• [Written instruction]
Reproduce all of the rows below word for word, but leave the pictures out.
— START OF Task data —
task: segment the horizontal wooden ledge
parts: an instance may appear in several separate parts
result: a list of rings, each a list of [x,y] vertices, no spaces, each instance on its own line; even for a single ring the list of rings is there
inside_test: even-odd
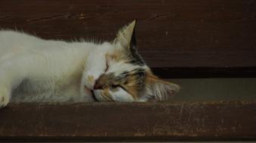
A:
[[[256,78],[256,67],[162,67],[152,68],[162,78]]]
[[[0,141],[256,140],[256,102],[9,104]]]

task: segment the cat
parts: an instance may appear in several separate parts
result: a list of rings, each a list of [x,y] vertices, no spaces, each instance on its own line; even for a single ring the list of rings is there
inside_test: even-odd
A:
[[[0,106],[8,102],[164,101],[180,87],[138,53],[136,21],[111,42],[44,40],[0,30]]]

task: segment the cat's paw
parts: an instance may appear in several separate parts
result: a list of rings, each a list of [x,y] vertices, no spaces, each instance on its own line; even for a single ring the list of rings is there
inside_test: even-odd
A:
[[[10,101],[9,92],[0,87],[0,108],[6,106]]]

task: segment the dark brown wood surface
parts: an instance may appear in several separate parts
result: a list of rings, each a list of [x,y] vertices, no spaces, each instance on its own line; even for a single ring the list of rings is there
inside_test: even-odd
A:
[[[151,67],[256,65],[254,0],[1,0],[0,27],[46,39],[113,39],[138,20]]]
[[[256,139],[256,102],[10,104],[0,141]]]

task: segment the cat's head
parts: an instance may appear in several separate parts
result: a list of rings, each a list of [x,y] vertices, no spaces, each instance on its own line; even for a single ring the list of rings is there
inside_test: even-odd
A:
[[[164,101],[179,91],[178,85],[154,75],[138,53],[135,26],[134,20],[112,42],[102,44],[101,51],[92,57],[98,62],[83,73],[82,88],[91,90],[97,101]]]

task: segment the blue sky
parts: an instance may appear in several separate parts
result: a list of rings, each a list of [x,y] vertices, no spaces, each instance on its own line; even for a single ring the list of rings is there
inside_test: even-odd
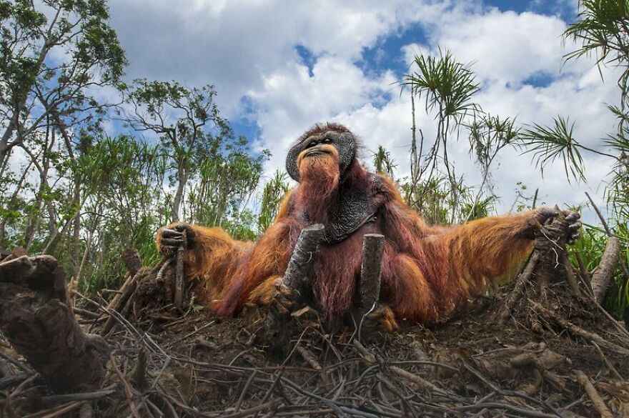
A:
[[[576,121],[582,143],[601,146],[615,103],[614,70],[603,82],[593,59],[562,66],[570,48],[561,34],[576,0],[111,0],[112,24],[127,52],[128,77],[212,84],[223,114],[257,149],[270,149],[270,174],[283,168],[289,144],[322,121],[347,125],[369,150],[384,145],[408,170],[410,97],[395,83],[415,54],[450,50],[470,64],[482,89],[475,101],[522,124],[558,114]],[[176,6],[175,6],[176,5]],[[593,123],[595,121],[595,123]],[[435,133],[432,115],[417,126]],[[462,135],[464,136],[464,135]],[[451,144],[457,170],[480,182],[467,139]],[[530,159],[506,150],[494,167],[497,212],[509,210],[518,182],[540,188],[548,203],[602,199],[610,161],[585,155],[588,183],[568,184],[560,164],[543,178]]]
— END OF Task data —
• [Full answer]
task: segment the horizontal wooden ledge
parts: an instance may appear in several separate parts
result: a list of rings, each a list of [x,y] vertices, no spaces, each instance on its own line; even for a single ring the list of rings is there
inside_test: even-odd
A:
[[[256,78],[256,67],[162,67],[152,68],[162,78]]]
[[[0,141],[256,140],[256,102],[9,104]]]

task: segment the cat
parts: an instance may appear in several separate parts
result: a list of rings, each a list of [x,y] vertices, no spaces, each instance on its own line; even for a single ring the list of rings is there
inside_test: even-odd
A:
[[[0,106],[8,102],[164,101],[180,87],[138,53],[136,21],[111,42],[44,40],[0,30]]]

task: segment the cat's paw
parts: an instance may appear in several separate parts
result: a list of rings, each a list of [x,y] vertices, no spaces, each instance on its own line; even for a single ring the list of rings is there
inside_test: even-odd
A:
[[[10,101],[9,92],[0,87],[0,108],[6,106]]]

task: segment the dark brown wood surface
parts: an instance may appear in several separate parts
result: a list of rings, each a list of [x,y] vertices, no spaces, each instance on its own line; even for a single ring the list of rings is there
inside_test: even-odd
A:
[[[151,67],[256,65],[254,0],[1,0],[0,27],[46,39],[113,39],[138,20]]]
[[[256,139],[256,102],[10,104],[0,141]]]

task: segment the cat's head
parts: an instance may appear in several separate parts
result: a list of rings, each a list of [x,y] vertices, no spaces, each instance on its own line; even for a single ring the list of rings is there
inside_test: even-odd
A:
[[[164,101],[179,91],[178,85],[154,75],[138,53],[135,26],[134,20],[112,42],[102,44],[101,51],[92,57],[98,62],[83,73],[82,88],[91,90],[97,101]]]

task: segment the blue sky
parts: an instance may appear in several separate parts
result: a list of rings, each a list of [x,y] vertices, no spaces, each instance on its own line; even for a single ring the list of rings is there
inside_test: even-odd
A:
[[[576,121],[582,143],[601,146],[615,103],[614,70],[603,82],[593,59],[562,66],[570,48],[561,34],[576,0],[111,0],[112,24],[127,52],[128,77],[212,84],[223,114],[257,149],[270,149],[270,174],[283,168],[289,144],[322,121],[347,125],[369,150],[384,145],[408,170],[410,97],[395,83],[415,54],[450,50],[470,64],[482,89],[475,101],[522,124],[558,114]],[[176,6],[175,6],[176,5]],[[593,123],[595,121],[595,123]],[[435,133],[432,115],[417,126]],[[462,135],[464,136],[464,135]],[[451,144],[457,170],[480,182],[467,139]],[[530,159],[506,150],[494,167],[497,212],[509,210],[518,182],[540,188],[548,203],[602,199],[610,161],[585,155],[588,183],[568,184],[560,164],[543,178]]]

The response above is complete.